Start of Provided entries
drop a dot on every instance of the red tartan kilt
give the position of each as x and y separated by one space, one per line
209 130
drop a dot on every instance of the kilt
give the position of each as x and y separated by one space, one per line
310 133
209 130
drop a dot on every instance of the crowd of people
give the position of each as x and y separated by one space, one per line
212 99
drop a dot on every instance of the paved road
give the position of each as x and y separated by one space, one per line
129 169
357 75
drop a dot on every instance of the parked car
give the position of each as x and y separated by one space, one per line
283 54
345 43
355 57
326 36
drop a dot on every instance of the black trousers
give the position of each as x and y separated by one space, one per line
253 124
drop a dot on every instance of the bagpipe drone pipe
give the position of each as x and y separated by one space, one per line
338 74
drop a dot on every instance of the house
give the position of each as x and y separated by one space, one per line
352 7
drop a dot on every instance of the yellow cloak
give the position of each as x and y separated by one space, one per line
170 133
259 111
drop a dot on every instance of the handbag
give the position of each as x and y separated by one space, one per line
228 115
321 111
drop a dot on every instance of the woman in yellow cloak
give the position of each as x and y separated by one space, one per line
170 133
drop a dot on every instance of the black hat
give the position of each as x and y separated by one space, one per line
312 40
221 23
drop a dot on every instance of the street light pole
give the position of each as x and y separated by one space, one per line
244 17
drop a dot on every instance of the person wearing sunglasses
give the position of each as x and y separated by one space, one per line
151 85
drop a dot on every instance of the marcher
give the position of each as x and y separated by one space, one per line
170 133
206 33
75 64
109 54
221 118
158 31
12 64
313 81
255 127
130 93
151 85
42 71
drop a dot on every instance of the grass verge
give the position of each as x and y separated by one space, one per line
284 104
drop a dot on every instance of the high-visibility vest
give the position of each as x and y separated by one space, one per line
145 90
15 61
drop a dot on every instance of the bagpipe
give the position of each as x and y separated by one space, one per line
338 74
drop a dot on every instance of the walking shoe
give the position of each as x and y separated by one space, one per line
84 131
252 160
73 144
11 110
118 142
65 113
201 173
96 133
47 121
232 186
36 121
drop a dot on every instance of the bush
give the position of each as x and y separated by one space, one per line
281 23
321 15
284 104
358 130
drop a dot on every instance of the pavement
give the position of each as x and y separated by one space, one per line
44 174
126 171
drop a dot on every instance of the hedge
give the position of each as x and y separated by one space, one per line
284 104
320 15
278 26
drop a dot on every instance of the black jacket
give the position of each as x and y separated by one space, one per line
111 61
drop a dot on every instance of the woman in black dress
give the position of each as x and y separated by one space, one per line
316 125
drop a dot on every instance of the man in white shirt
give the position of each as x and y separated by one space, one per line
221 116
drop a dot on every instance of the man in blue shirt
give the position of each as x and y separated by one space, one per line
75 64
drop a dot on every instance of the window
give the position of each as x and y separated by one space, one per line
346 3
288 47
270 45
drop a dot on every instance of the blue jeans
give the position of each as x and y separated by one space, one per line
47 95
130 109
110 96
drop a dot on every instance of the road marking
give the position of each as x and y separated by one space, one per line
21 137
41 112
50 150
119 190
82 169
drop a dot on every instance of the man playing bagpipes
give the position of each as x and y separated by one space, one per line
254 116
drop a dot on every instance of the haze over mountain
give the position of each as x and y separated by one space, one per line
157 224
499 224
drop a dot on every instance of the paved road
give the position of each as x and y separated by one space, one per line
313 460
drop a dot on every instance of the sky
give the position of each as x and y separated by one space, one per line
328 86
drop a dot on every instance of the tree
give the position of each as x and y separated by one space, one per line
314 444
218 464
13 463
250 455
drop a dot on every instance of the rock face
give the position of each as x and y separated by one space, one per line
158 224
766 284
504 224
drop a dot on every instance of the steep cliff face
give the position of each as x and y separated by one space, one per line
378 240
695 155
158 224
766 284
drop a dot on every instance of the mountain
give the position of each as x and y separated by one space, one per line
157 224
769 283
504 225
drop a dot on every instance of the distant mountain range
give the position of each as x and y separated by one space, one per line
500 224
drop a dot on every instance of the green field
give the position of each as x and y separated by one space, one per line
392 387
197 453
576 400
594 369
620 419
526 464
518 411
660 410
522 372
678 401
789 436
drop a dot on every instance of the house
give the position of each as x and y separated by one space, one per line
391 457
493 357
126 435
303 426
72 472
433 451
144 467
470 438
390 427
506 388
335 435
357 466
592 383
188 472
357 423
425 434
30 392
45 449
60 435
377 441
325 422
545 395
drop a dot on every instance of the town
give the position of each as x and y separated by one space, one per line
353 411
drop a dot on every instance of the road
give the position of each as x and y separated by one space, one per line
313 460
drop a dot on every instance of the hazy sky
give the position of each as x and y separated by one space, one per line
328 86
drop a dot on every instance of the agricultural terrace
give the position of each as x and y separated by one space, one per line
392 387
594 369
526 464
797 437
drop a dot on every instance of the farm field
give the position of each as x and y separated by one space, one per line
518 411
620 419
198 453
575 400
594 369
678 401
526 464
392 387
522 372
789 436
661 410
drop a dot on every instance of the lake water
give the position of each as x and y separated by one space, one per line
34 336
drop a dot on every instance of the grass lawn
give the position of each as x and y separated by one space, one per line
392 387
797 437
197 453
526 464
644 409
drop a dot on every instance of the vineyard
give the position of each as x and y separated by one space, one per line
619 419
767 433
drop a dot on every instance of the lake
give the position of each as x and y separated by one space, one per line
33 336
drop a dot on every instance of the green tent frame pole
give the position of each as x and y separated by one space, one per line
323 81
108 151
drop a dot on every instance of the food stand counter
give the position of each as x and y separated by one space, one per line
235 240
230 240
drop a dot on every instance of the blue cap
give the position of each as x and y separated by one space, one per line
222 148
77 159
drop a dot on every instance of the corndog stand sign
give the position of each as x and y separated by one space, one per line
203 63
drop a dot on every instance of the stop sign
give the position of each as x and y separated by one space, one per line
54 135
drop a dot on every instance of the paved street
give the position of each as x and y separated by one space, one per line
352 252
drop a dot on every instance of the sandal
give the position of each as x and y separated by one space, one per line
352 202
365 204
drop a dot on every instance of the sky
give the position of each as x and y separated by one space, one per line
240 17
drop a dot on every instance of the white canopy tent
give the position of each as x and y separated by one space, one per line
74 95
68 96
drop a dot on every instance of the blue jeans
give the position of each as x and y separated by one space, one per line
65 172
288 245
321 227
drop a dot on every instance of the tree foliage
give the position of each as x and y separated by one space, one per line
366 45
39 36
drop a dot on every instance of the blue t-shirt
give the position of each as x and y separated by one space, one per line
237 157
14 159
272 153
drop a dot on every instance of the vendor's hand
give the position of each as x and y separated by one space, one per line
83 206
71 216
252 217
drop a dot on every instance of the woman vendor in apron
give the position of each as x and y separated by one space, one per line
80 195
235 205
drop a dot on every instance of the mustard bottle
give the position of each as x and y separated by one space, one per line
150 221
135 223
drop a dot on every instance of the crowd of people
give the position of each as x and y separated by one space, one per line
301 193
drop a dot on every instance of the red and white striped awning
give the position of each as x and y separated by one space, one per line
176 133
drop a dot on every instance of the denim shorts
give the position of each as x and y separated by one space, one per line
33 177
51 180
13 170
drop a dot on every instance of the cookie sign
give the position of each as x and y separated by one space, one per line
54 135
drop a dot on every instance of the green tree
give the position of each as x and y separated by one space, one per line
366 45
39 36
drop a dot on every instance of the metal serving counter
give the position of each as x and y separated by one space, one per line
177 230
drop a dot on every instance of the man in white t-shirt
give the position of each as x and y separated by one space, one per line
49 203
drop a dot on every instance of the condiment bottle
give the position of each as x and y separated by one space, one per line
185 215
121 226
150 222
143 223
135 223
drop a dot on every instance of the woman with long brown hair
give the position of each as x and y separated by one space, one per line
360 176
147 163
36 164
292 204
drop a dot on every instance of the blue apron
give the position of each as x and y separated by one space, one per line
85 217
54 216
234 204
End of Provided entries
▶ _Instructions to follow_
I'd like all of the entries written out again exactly as they appear above.

▶ _Answer for this exercise_
drop a dot on every instance of the red tartan kilt
give the position of each as x and y separated by one space, one per line
209 130
drop a dot on every instance of the kilt
give the position of each as x and y separated by one space, one per line
310 133
209 130
drop a dot on every instance of the crowd of people
give the position of each as x and y separated by one space, one per line
212 99
drop a dot on every instance of the paved road
give the position of each as x and y separated by one space, one per line
129 169
357 75
drop a dot on every instance of the parked car
give the position of each as x and y separated by one space, one per line
283 54
345 43
355 57
326 36
drop a dot on every instance of the black trousers
give the position of each as x and y separated by one space, one per line
253 124
drop a dot on every instance of the bagpipe drone pipe
give the position of each as x and y separated by one space, one per line
338 74
drop a dot on every instance of the house
give the position of each as x and y separated by one space, one per line
352 7
drop a dot on every instance of the yellow cloak
give the position of each as x and y separated by one space, one per line
170 133
259 111
drop a dot on every instance of the handbag
give the position of each as x and y separated by one space, one per line
228 115
321 111
drop a dot on every instance of the woman in yellow cloak
give the position of each as x and y separated by one space, one per line
170 133
drop a dot on every instance of the black hat
give the position of each as x and y separated by one space, one per line
312 40
221 23
drop a dot on every instance of the street light pole
give the position of each as x and y separated by one space, one per line
244 17
drop a dot on every instance of the person wearing sunglasses
give the position of each as x and y separated by one space, one per line
151 85
drop a dot on every instance of the marcher
give the position of each as x and y separated by one space, one per line
170 133
206 33
75 64
109 54
221 118
158 31
12 64
313 81
255 127
130 93
151 85
42 71
drop a dot on every instance of the grass verge
give the position of each as x and y separated by one space, one per line
284 104
drop a dot on every instance of the high-visibility vest
give the position of each as x and y separated by one space, one per line
145 90
15 61
drop a dot on every instance of the bagpipe
give the position of each as x and y separated by one space, one per line
338 74
drop a dot on every instance of the walking shoe
give the position of each as x and y separated by one space, one per line
84 131
252 160
73 144
11 110
118 142
65 113
201 173
96 133
47 121
232 186
36 121
drop a dot on every instance of the bush
give the position of each as x and y separated by one space, one per line
281 23
321 15
284 104
358 130
drop a dot on every instance of the pavement
give the position of each as x and y separated by one space, one per line
44 174
126 171
drop a dot on every instance of the hedge
give the position of each as x and y separated by one space, one per line
284 104
320 15
278 26
drop a dot on every instance of the black jacket
give the position of each as x and y separated by one space, one per line
111 61
drop a dot on every instance of the woman in black dress
give the position of each as x and y separated by one space, one per line
316 125
drop a dot on every instance of the man in white shirt
give the position of each as x and y separated by one space, one per line
221 116
drop a dot on every instance of the man in blue shirt
give the position of each as x and y separated by one space, one per line
75 64
drop a dot on every instance of the window
give the position of each as x and y separated by one space, one per line
346 3
288 47
270 45
drop a dot on every instance of the blue jeans
give the position of each as x and y separated by one space, one per line
47 95
130 109
110 96
drop a dot on every instance of the road marking
give the position of each as x and y separated by one space, one per line
21 137
41 112
50 150
119 190
82 169
drop a dot on every instance of the man playing bagpipes
give the position of each as x and y separated by one space, one per line
254 116
drop a dot on every instance of the haze over mountain
give the position of each as x and y separated by one space, one per line
157 224
499 224
drop a dot on every instance of the paved road
give the position of each as x and y separated by one space, one per line
313 460
drop a dot on every instance of the sky
give the position of each as x and y separated by one space, one per line
328 86
drop a dot on every instance of the tree
give the position of each as x and y separated by one space, one per line
314 444
218 464
13 463
250 455
drop a dot on every instance of the rock face
give the position of each as x and y separated by one space, one per line
158 224
766 284
504 224
drop a dot on every instance of the steep cliff face
give the position of each as x and y separated by one space, one per line
378 240
695 155
158 224
766 284
drop a dot on every instance of the mountain
give the position of each as x and y separated by one space, one per line
157 224
769 283
504 225
drop a dot on every instance of the distant mountain range
give the position of each as x and y separated by one space, one per line
500 224
drop a dot on every instance of the green field
give the position of each as x and y separated by one space, one per line
392 387
197 453
576 400
594 369
620 419
526 464
518 411
660 410
522 372
678 401
789 436
drop a dot on every instance of the house
give the position of each as x and y separated by one space, one per line
391 457
493 357
126 435
303 426
72 472
433 451
144 467
470 438
390 427
506 388
335 435
357 466
592 383
188 472
357 423
425 434
30 392
45 449
60 435
377 441
325 422
545 395
drop a dot on every instance of the town
give the position of each as x and y separated by one space, one per line
353 411
drop a dot on every instance of the road
give the position of each as x and y separated by one space, one per line
313 460
drop a dot on every instance of the hazy sky
give the position of each as x and y separated by one space, one per line
328 86
drop a dot on every instance of the agricultural terrace
give the position of each as x and y separated by one space, one per line
392 387
594 369
526 464
797 437
drop a dot on every instance of the farm field
give the position of each as x and y separated by one space, one per line
518 411
620 419
198 453
575 400
594 369
678 401
526 464
392 387
522 372
789 436
661 410
drop a dot on every instance of the lake water
give the position of each as x and y separated by one space, one per line
34 336
drop a dot on every instance of the grass lawn
give the position of each as x and y separated by one space, one per line
392 387
797 437
197 453
526 464
644 409
drop a dot on every instance of the vineyard
give the position of each as x and y separated by one space, one per line
619 419
767 433
drop a dot on every instance of the lake
give the position of each as x and y separated by one space, one per line
33 336
drop a dot on every instance of the green tent frame pole
give the position of each as x and y separated by one space, one per line
323 81
108 151
drop a dot on every instance of the food stand counter
give the position of each as x and y separated by one space, one per line
235 240
230 240
drop a dot on every instance of the blue cap
give the position of each as x and y separated by one space, one per line
222 148
77 159
drop a dot on every instance of the corndog stand sign
give the position of each as x and y separated by one space, one per line
203 63
drop a dot on every instance of the stop sign
give the position of each as x and y separated by one space, one per line
54 135
drop a dot on every instance of the paved street
give the position of each as x and y separated by one space, one per line
352 252
drop a dot on every instance of the sandal
give the position of each as x and y separated by one space, one per line
352 202
365 204
drop a dot on every instance of the sky
give the position of each as x and y separated by one space, one per line
240 17
drop a dot on every instance of the white canopy tent
give the position of each as x and y separated by one space, one per line
74 95
68 96
drop a dot on every instance of the blue jeans
give the position of each as x and y separated by one space, one per line
65 172
288 245
321 227
drop a dot on every instance of the tree foliage
give the position of each as x and y separated by one space, one per line
366 45
39 36
drop a dot on every instance of the blue t-shirt
give the position of each as x and y separated by one space, one per line
237 157
14 159
272 153
drop a dot on every instance of the vendor's hand
give the position of each as x and y separated by one space, one per line
83 206
71 216
252 217
drop a dot on every instance of the woman vendor in apron
give the position of each as x and y separated by one space, one per line
80 195
235 205
drop a dot on every instance of the mustard bottle
give the position of each as x and y separated by one space, one per line
150 221
135 223
drop a dot on every instance of the crowd of people
give the position of each as x and y separated by one space, one per line
301 193
drop a dot on every instance of the red and white striped awning
give the position of each as x and y separated by one space, one per line
176 133
drop a dot on every instance of the denim shorts
give the position of each as x and y separated by one space, one per line
33 177
51 180
13 170
drop a dot on every instance of the cookie sign
give the position of each as x and y separated by one space, one per line
54 135
drop a dot on every instance of the green tree
give the position of each as x and y separated by one space, one per line
366 45
39 36
drop a dot on every instance of the metal serving counter
give the position of each as x and y separated by one space, one per line
177 230
drop a dot on every instance of the man in white t-shirt
give the position of each as x and y separated by one space, one per line
49 203
drop a dot on every instance of the condiment bottle
give the position of each as x and y separated by one space, one per line
185 215
121 226
150 222
143 223
135 223
drop a dot on every instance of the woman with long brown hair
give the position of each as x and y separated by one space, one per line
360 176
147 163
36 164
292 204
drop a dot on every instance of the blue apron
give the position of each as x and y separated by one space, one per line
85 217
54 216
234 204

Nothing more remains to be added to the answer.